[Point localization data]

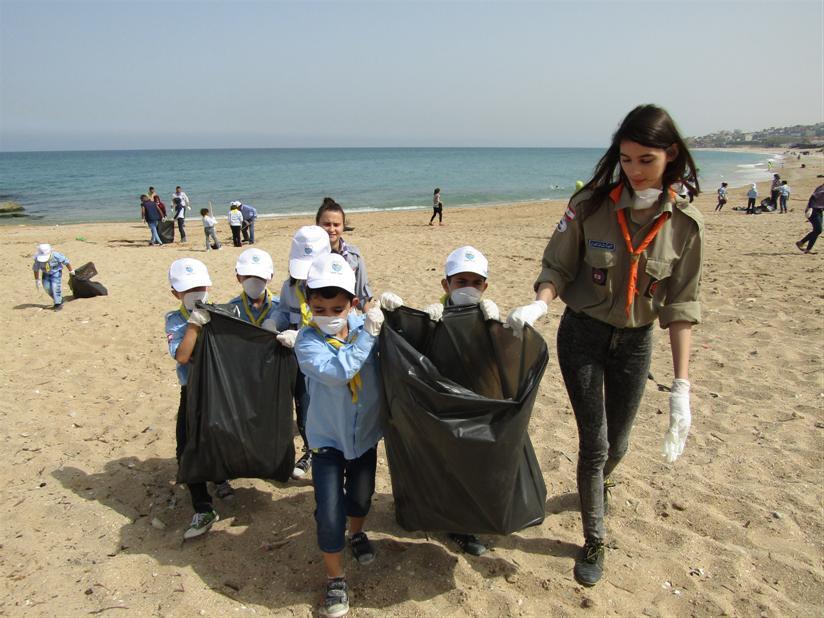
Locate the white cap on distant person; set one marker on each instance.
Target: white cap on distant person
(467, 260)
(256, 263)
(308, 243)
(43, 252)
(188, 273)
(331, 271)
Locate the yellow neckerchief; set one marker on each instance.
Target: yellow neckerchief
(356, 383)
(305, 312)
(248, 309)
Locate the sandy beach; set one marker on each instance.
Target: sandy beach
(92, 521)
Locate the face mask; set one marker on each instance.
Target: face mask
(645, 198)
(331, 325)
(190, 298)
(254, 287)
(466, 296)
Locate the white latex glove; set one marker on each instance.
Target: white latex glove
(374, 321)
(435, 311)
(680, 420)
(199, 317)
(390, 301)
(527, 314)
(490, 310)
(287, 338)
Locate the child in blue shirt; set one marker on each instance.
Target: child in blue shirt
(337, 353)
(48, 268)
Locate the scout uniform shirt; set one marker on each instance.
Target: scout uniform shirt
(589, 264)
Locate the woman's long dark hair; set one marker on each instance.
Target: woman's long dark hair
(651, 126)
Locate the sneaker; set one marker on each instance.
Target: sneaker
(336, 603)
(224, 491)
(303, 465)
(201, 523)
(589, 567)
(469, 543)
(362, 548)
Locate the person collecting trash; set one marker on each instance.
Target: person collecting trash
(625, 253)
(465, 280)
(48, 272)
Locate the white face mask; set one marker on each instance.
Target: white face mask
(190, 298)
(645, 198)
(331, 325)
(466, 296)
(254, 287)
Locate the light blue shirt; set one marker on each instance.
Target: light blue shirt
(175, 329)
(333, 420)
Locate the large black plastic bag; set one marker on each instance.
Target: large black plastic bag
(460, 394)
(239, 404)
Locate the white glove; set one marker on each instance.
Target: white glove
(390, 301)
(435, 311)
(527, 314)
(287, 338)
(680, 420)
(374, 321)
(490, 310)
(199, 317)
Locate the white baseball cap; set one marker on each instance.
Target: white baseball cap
(187, 273)
(331, 271)
(308, 243)
(255, 262)
(467, 260)
(43, 252)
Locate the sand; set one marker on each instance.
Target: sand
(92, 520)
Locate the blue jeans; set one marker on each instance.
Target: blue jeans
(343, 488)
(155, 236)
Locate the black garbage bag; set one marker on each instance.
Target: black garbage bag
(82, 286)
(239, 404)
(459, 395)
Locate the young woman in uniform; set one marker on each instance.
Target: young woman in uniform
(627, 251)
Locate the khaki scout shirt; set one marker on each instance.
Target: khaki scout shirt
(588, 263)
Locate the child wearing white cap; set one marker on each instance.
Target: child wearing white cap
(190, 283)
(48, 268)
(337, 353)
(308, 243)
(466, 272)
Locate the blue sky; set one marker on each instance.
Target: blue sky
(180, 74)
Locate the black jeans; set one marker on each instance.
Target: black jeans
(605, 370)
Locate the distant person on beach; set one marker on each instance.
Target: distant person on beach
(722, 197)
(814, 213)
(752, 195)
(209, 226)
(437, 207)
(330, 217)
(627, 251)
(48, 272)
(150, 213)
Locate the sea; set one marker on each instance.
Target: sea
(85, 186)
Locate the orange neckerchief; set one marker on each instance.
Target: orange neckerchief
(634, 254)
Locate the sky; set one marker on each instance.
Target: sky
(132, 74)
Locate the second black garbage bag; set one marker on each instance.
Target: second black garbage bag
(459, 395)
(239, 404)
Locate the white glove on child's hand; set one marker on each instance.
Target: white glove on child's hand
(287, 338)
(374, 321)
(199, 317)
(435, 311)
(527, 314)
(490, 310)
(680, 420)
(390, 301)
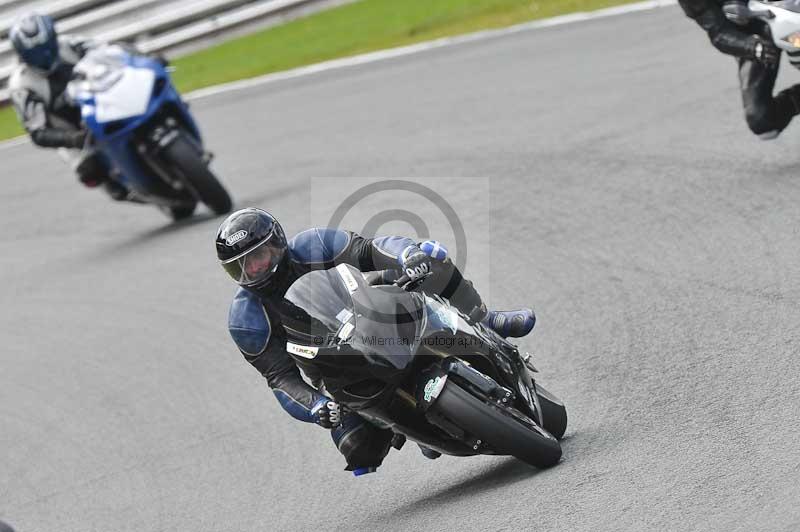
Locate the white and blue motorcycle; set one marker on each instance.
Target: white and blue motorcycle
(782, 17)
(140, 124)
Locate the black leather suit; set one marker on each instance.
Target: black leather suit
(766, 115)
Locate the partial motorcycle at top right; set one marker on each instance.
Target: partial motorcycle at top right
(782, 17)
(411, 363)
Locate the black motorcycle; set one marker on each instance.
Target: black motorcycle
(412, 363)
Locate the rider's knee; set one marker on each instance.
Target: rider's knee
(361, 443)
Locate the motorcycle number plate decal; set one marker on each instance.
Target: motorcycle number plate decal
(349, 281)
(344, 315)
(302, 350)
(434, 387)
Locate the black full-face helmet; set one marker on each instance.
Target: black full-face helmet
(252, 248)
(35, 40)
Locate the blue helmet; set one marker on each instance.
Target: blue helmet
(35, 40)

■ What you will do ■
Please retype the whole of the data precisely, omitting pictures.

■ Solution to the exercise ■
Locate the white cap on distant person; set one marker on each instance.
Target: white cap on distant person
(467, 260)
(256, 263)
(308, 243)
(43, 252)
(188, 273)
(331, 271)
Locate the yellow neckerchief; set one marker on each instance.
Target: yellow neckerchief
(356, 383)
(305, 312)
(248, 309)
Locate the sandy beach; set one marker on each instance.
Target: sandy beach
(92, 521)
Locate the face mask; set one marker on each instance.
Target: face mask
(645, 198)
(331, 325)
(190, 298)
(254, 287)
(466, 296)
Locate the white latex glove; set one marker on each instance.
Target: white latex glove
(374, 321)
(435, 311)
(680, 420)
(199, 317)
(390, 301)
(527, 314)
(490, 310)
(287, 338)
Locate the child in blue shirt; set one marker on each instance.
Target: child in blue shirt
(337, 353)
(48, 268)
Locate the scout uniform shirt; set one marker on each instance.
Target: scout uniform shirt
(589, 264)
Locate the woman's long dark hair; set one marker on each instance.
Target: woman's long dark hair
(651, 126)
Locate the sneaker; set one marker on each instance.
Target: sneaker
(336, 603)
(224, 491)
(303, 465)
(201, 523)
(589, 567)
(469, 543)
(362, 548)
Locate the person collecting trash; set one marker on each instance.
Target: person collecting trash
(625, 253)
(465, 280)
(48, 272)
Locate the white face mask; set one marker on each instance.
Target: white face mask
(190, 298)
(645, 198)
(331, 325)
(466, 296)
(254, 287)
Locate the light blue shirt; set one marker on each instance.
Target: light blue shirt
(175, 329)
(333, 420)
Locate the large black plastic bag; set one marker on each instance.
Target: large black plastic bag
(460, 394)
(239, 404)
Locate the white glove; set one marker on each instance.
Target: white glove
(390, 301)
(435, 311)
(527, 314)
(287, 338)
(680, 420)
(374, 321)
(490, 310)
(199, 317)
Locate the white baseball cap; set one marker on each instance.
Target: white baseball cap
(187, 273)
(331, 271)
(308, 243)
(255, 262)
(467, 260)
(43, 252)
Locate the sand; set one marker on each instance.
Target: sand
(92, 520)
Locate the blue jeans; set one marker on each instance.
Target: blue jeans
(343, 488)
(155, 236)
Locate the black garbage bag; set one marker on each instance.
Target: black garbage bag
(82, 286)
(239, 404)
(459, 395)
Locate the young woman in uniform; set one marker on each instance.
Target: young woman in uniform
(627, 251)
Locate the khaki scout shirt; set one marker on each instance.
Target: khaki scout shirt
(588, 263)
Locate the child wearing white cap; set one marker on each instance.
Target: child wearing white cap
(190, 283)
(48, 268)
(337, 353)
(308, 243)
(466, 272)
Locate the blue sky; set one marker on each instance.
Target: blue sky
(180, 74)
Locate the black jeans; set one marker on each instance.
Target: black jeans
(605, 370)
Locate the distant person on beach; set one marker on each instance.
Target: distant person on beach
(722, 197)
(814, 213)
(752, 195)
(209, 226)
(437, 207)
(330, 217)
(627, 251)
(48, 272)
(150, 213)
Locate the sea; set one marker on each instance.
Target: sea
(85, 186)
Locate the orange neckerchief; set one marker on each instance.
Target: orange neckerchief
(634, 254)
Locate the sky; set one marker on each instance.
Target: sky
(132, 74)
Locate the second black garbage bag; set one marker on each instance.
Target: second black garbage bag
(459, 395)
(239, 404)
Locate the white glove on child's hand; set one marker on each instance.
Target: white glove on child's hand
(287, 338)
(374, 321)
(199, 317)
(435, 311)
(527, 314)
(490, 310)
(680, 420)
(390, 301)
Locate the white and blue motorcycle; set one marker on each instance.
Target: white and blue motorcycle
(782, 17)
(140, 124)
Locate the black leather suit; set one marker on each instance.
Target: black leather suit
(766, 115)
Locate the partial motorcycle at top right; set one marker on each instance.
Target: partial motorcycle at top right
(782, 17)
(411, 363)
Locate the black motorcycle; set one marker on each instance.
Target: black motorcycle
(412, 363)
Locate the rider's knee; set one marker on each instance.
Target: rider's knee
(361, 443)
Locate the motorcycle number plate decal; set one marker on each instance.
Target: motorcycle number plate decal
(349, 281)
(344, 315)
(302, 350)
(434, 387)
Locate the black full-face helmet; set one marker on each instance.
Target: black full-face helmet
(252, 248)
(35, 40)
Locate the blue helmet; set one marker on each instance.
Target: blue helmet
(35, 40)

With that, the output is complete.